### THE REQUEST
Write out all the material exactly. Leave nothing out.

### TASK INPUTS
────────
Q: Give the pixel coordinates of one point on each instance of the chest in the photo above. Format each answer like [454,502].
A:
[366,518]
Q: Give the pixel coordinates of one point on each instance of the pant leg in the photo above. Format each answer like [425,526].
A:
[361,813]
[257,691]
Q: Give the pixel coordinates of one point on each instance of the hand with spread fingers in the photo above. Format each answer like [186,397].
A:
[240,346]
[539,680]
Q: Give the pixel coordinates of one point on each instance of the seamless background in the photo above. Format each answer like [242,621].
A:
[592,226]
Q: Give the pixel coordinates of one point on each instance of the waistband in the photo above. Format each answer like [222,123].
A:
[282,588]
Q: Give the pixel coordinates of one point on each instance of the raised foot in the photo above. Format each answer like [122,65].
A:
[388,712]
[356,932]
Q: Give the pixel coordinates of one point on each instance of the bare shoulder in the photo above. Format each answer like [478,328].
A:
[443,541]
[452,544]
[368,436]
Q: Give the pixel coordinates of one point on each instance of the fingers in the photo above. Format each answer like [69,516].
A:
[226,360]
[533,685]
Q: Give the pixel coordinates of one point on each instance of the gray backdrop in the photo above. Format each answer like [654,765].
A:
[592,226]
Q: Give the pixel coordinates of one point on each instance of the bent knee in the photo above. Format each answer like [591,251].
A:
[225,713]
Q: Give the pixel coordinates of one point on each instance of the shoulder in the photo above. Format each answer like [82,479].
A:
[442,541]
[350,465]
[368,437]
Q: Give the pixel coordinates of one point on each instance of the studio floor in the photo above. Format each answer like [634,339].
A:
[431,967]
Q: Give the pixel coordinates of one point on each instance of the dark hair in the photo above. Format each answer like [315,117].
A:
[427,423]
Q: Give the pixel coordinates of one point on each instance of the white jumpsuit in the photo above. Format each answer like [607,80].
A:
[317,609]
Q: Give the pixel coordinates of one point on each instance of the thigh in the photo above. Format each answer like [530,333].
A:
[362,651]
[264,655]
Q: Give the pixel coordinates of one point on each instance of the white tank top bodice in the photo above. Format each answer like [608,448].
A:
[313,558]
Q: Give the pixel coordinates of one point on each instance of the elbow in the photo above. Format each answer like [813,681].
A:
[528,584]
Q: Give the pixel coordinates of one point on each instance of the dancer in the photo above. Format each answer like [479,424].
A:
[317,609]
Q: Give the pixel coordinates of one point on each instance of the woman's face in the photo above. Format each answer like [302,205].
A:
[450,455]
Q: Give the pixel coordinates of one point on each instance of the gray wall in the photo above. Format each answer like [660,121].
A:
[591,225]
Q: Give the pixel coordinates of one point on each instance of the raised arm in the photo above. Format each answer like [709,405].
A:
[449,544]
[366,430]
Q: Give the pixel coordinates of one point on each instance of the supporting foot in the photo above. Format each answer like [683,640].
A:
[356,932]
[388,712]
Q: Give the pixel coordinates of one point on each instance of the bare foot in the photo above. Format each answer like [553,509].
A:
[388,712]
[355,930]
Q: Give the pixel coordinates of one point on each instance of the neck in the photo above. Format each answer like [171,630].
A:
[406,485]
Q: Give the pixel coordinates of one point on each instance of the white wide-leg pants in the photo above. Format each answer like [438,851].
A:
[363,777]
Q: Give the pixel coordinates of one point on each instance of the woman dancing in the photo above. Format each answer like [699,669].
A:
────────
### RESPONSE BELOW
Q: Give the pixel coordinates of one point on each instance of the chest in the photo above. Format each answer like [454,502].
A:
[366,518]
Q: Give the pixel coordinates of one point on each instance of the pant leg in the photo above. Format each answer like [425,526].
A:
[361,813]
[257,691]
Q: Give the pixel coordinates of one point on each instance of the hand with spread fingers in the photo above. Format each answer like [186,397].
A:
[240,346]
[539,680]
Q: Give the pixel coordinates of one point on each instance of the seamless background in the photo above. Format each answer like [242,621].
A:
[592,226]
Q: Give the pixel coordinates of one point on each instance of the waistband in the photo above. Format each answer like [222,123].
A:
[282,588]
Q: Give the pixel coordinates of one point on each instance of the raised foot in the photo above. Format each answer like [122,65].
A:
[388,712]
[356,932]
Q: Give the pixel coordinates of one point on each instance of the bare shoulder in the photo above. Format each answer like [478,328].
A:
[443,541]
[452,544]
[368,436]
Q: Give the pixel coordinates of one point on each instance of the fingers in the photo above. Format each answer like [69,516].
A:
[226,360]
[533,685]
Q: Give the pixel coordinates of one point on each instance of the gray backdrop in the photo above. Format each answer like [654,765].
A:
[592,226]
Q: Give the pixel coordinates of one point on each instance of the bent knee in the photo above. Format each answer like [591,251].
A:
[225,713]
Q: Give the pixel coordinates of one point on each instance of the shoulder in the photo above. Format each answer like [82,479].
A:
[442,541]
[350,465]
[368,437]
Q: Give the pixel coordinates of one point on each instance of the studio floor in the photo above. Format each answer like [634,339].
A:
[431,967]
Q: Give the pixel coordinates of one point on each instance of the dark hair in the photo above. Format each answer like [315,117].
A:
[427,423]
Q: Give the pixel coordinates of one point on each instance of the white jumpsuit in the photo above. Format each answer like [607,80].
A:
[317,609]
Q: Give the pixel coordinates of one point on each instance of the thigh in the photo above. Format each answer like [530,333].
A:
[362,651]
[264,655]
Q: Give the pixel coordinates of one point on each instance of the white tank top bodice in the photo above. Format each answer like [608,448].
A:
[313,558]
Q: Give the pixel coordinates of one point on each instance of the elbow in the photo above. Format each answer like [813,681].
A:
[528,584]
Q: Give the pixel coordinates of one point on each instance of the dancer in the photo above. Format each answer like [479,424].
A:
[317,609]
Q: Give the pixel coordinates of one point on each instance of the woman's face in the photo above. Format each answer like [302,205].
A:
[450,455]
Q: Give the pixel coordinates of one point on each instance of the gray wall in the photo above. Format each answer like [660,121].
A:
[591,225]
Q: Give the pixel coordinates of one point on each instance of the raised arm in the photo above. Format each answer like [709,405].
A:
[449,544]
[366,430]
Q: Give the pixel coordinates of one point on each instance of the supporting foot in the photo above. Format each answer like [683,640].
A:
[356,932]
[388,712]
Q: Give the pixel coordinates of one point on each instance of the bare foot in the photo above. Format each answer like [553,509].
A:
[388,712]
[355,930]
Q: Give the pixel coordinates of one point on each instance of the neck in the photo above. Format each answer like [171,630].
A:
[406,485]
Q: Give the pixel coordinates of one point on each instance of the white wide-leg pants in the photo above. Format each answer like [438,851].
A:
[363,777]
Q: Give the pixel coordinates of one point on each instance of the woman dancing in the photo above. Format each answer like [699,669].
A:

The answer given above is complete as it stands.